* [Written task] Pull out every line in the rows below that contains the word "shirt".
------ Dataset records ------
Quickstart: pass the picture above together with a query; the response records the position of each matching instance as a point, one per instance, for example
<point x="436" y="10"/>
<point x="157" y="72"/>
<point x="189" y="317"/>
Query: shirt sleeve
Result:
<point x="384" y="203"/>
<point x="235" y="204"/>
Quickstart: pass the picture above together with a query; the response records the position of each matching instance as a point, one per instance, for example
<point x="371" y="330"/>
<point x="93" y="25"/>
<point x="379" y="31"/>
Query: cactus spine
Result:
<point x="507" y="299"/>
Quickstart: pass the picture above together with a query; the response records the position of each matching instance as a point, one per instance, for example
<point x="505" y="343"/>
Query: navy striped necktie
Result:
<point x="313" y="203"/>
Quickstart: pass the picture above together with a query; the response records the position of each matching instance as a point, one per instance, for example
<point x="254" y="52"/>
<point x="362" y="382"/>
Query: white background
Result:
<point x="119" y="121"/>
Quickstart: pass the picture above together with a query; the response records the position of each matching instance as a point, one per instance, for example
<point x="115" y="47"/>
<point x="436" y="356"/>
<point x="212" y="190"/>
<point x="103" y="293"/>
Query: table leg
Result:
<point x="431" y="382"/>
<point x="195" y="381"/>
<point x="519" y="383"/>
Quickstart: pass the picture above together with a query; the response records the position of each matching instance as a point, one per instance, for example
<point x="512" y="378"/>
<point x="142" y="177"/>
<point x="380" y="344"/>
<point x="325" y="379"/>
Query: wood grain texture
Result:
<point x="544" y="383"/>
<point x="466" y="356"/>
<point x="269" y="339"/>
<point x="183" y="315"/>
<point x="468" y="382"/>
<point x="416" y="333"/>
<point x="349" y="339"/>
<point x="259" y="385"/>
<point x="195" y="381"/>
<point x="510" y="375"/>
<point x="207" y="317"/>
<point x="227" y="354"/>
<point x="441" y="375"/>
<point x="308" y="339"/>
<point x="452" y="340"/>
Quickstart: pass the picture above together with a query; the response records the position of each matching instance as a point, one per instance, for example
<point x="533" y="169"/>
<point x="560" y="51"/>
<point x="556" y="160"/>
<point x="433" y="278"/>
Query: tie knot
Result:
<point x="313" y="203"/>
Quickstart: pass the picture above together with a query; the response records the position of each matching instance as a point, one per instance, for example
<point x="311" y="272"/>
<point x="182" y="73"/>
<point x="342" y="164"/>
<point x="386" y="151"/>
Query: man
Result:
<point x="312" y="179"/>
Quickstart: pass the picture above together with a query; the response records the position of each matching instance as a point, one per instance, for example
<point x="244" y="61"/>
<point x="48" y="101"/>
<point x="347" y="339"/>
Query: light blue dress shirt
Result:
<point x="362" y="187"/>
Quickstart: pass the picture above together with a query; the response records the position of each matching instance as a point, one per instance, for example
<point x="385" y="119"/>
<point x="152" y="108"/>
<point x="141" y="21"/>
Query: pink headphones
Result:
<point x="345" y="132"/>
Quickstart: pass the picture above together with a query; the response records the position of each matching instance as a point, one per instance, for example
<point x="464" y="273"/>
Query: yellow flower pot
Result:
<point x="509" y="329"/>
------
* [Solution for this exercise]
Query: shirt sleeve
Query: light blue dress shirt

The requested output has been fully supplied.